# WHAT TO DO
1. Could you shorten the paragraph of the medical insurance costs text that begins "Following the solution that is enclosed" to a single sentence that keeps its main facts?
2. Can you carry on the medical insurance costs text from the point where it stops?

# EXCERPTED TEXT
# U.S. Medical Insurance Costs

Here, as a start, is a low-fi version with csv as the only library used. 
1. Working in parallel to show how the go-to data modules (pandas, numpy, matplotlib, seaborn and what else is there?) can not only save us time and the need to write plenty of code, but also expand our possibilities by showing the same things in greater depth or beautifully visualized, seems like a fair and desirable goal.
2. Though the recommendations Codecademy is giving for this project seem like an interesting challenge in terms of learning Python, one could wonder if there might be more original questions to be answered?
(see Kanban board: Scoping Your Project). 

In [497]:
# first things first
import csv

Following the solution that is enclosed in this repository, here is a function that creates a list from a given attribute, 
pretty much as in the solution, but using list comprehensions instead of empty lists, for-loops and the append function.

In [498]:
def create_list(attribute):
    """from having read the file, we know there are seven specific rows:
    age, sex, bmi, children, smoker, region, charges
    we can use any of these as an argument (input: string)
    """
    with open("insurance.csv") as insur_csv:
        "we import our dataset as a variable (dictionary with attributes as keys)"
        insur_data = csv.DictReader(insur_csv)
        "and get a list of the attribute we chose"
        return [i[attribute] for i in insur_data]

In [499]:
# uncomment the print statement and add an attribute in between the quotes to try:
# print(create_list_on_attribute(" "))

The next super sweet thing that can be seen in the solution is a class for patient info.
I don't know about you guys, but I'm still keen on getting a better grip on Class(es)! But I want to try this without having to create all those lists beforehand.

In [500]:
class PatientsInfo:
    "here I'll build the class, starting with the init method"
    def __init__(self):
        "why would we use the attributes as arguments here, as we'll end up with only of instance of this class anyway?"
        self.age = create_list("age")
        self.sex = create_list("sex")
        self.bmi = create_list("bmi")
        self.children = create_list("children")
        self.smoker = create_list("smoker")
        self.region = create_list("region")
        self.charges = create_list("charges")
        
    def list_of_dict(self):
        return [{"Age": int(age), "Sex": sex, "BMI": float(bmi), "Children": int(children), "Smoker": smoker, "Region": region, "Charges": float(charges)} for age, sex, bmi, children, smoker, region, charges in zip(self.age, self.sex, self.bmi, self.children, self.smoker, self.region, self.charges)]
    
    def average_age_of_parents(self):
        counter = 0
        total_age = 0
        for person in self.list_of_dict():
            if person["Children"] >= 1:
                total_age += person["Age"]
                counter += 1
        return total_age / counter
        # """"alternate version"""
        # ages_and_children = [(age, child) for age, child in zip(self.age, self.children) if child != "0"]
        # return sum(int(i[0]) for i in ages_and_children) / len(ages_and_children)
    
    def most_common_regions(self):
        """Ok, to add something of my own, I would like to know what regions exist and how often we encounter them"""
        regions_as_dict = {}
        for i in self.region:
            if i not in regions_as_dict:
                regions_as_dict[i] = 1
            else:
                regions_as_dict[i] += 1
        return regions_as_dict

    def average(self, attribute):
        if attribute == "age": # discrete
            return self.calculate_average("age")

[Saved entries]
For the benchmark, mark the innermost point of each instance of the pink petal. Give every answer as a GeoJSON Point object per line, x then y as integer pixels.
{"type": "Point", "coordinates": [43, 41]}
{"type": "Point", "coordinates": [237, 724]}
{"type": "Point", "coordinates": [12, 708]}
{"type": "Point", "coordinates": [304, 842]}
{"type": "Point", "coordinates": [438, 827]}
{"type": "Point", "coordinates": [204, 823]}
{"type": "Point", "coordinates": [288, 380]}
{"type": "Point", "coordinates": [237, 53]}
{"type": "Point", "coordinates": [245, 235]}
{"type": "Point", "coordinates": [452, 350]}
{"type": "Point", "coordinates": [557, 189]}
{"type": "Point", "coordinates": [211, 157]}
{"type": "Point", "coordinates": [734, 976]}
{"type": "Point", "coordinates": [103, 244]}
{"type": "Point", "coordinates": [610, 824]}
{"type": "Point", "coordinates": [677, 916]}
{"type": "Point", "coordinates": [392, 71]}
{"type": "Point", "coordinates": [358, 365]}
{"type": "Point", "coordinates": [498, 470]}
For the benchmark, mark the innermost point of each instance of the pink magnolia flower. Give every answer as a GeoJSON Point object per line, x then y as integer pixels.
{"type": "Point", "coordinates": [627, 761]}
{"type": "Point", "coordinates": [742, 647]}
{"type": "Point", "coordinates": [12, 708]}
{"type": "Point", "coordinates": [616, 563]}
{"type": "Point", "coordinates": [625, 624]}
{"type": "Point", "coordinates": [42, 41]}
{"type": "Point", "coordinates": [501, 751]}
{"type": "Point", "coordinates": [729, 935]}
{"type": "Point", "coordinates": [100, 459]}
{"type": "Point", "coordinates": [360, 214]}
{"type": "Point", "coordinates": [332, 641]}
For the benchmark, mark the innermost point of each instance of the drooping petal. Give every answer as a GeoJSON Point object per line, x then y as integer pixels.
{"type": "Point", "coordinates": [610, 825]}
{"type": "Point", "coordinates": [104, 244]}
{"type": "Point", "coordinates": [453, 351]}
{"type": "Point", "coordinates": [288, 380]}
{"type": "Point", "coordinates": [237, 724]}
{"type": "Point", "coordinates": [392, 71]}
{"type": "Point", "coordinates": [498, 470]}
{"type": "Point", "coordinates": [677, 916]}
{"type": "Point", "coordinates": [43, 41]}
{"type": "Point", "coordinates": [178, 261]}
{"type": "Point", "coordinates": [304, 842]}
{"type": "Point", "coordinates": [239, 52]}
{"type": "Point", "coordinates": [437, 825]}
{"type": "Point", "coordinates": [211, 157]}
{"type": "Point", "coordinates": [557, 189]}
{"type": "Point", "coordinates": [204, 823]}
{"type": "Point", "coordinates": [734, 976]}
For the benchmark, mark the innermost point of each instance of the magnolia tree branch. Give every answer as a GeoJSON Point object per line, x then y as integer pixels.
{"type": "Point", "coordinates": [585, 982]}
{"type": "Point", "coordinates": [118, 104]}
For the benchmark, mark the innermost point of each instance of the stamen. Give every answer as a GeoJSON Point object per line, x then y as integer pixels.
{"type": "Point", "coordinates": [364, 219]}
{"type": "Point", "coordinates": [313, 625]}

# ANSWERS BY ITEM
1. Like the solution enclosed in the repository, this function creates a list from a given attribute, but it uses list comprehensions instead of empty lists, for-loops and the append function.

2.
        if attribute == "sex": # nominal
            sex_binary = self.convert_to_binary("sex", ["female", "male"])
            return sum(sex_binary) / len(sex_binary)
        if attribute == "bmi": # continuous 
            return self.calculate_average("bmi")
        if attribute == "children": # discrete
            return self.calculate_average("children")
        if attribute == "smoker": # nominal
            smoker_binary = self.convert_to_binary("smoker", ["no", "yes"])
            return sum(smoker_binary) / len(smoker_binary)
        if attribute == "region": # nominal
            pass
        if attribute == "charges": # continuous
            return self.calculate_average("charges")

    def convert_to_binary(self, attr, input_value_list):
        output_value_list = ["0", "1"]
        return [int(i.replace(input_value_list[0], output_value_list[0]).replace(input_value_list[1], output_value_list[1])) for i in getattr(self, attr)]

    def calculate_average(self, attr):
        temp_list = getattr(self, attr)
        return sum(float(i) for i in temp_list) / len(temp_list)

    def smoker_charges(self):
        smokers_list = [i["Charges"] for i in self.list_of_dict() if i["Smoker"] == "yes"]
        return f"Smokers are charged ${float(round(sum(smokers_list) / len(smokers_list), 2))} on average, compared to ${round(self.calculate_average('charges'), 2)} as the general average."

    def sex_and_region(self):
        print("\nComparison of sexes and regions:")
        sex = set(self.sex)
        region = set(self.region)
        print("".rjust(6) + "|" + "total".rjust(10) + "|", end="")
        for i in region:
            print(i.rjust(10) + "|", end="")
        print("")
        for i in sex:
            print(i.rjust(6), end="|")
            charges_total = sum([float(charge) for charge, sex in zip(self.charges, self.sex) if sex == i])
            number_of = len([j for j in self.sex if j == i])
            print(str(round(charges_total / number_of, 2)).rjust(10), end="|")
            for j in region:
                charges = [float(charge) for charge, sex, region in zip(self.charges, self.sex, self.region) if sex == i and region == j]
                number_of = len(charges)
                print(str((round(sum(charges) / number_of, 2))).rjust(10), end="|")
            print("")
        

What could a function look like, that calculates an average out of any given attribute?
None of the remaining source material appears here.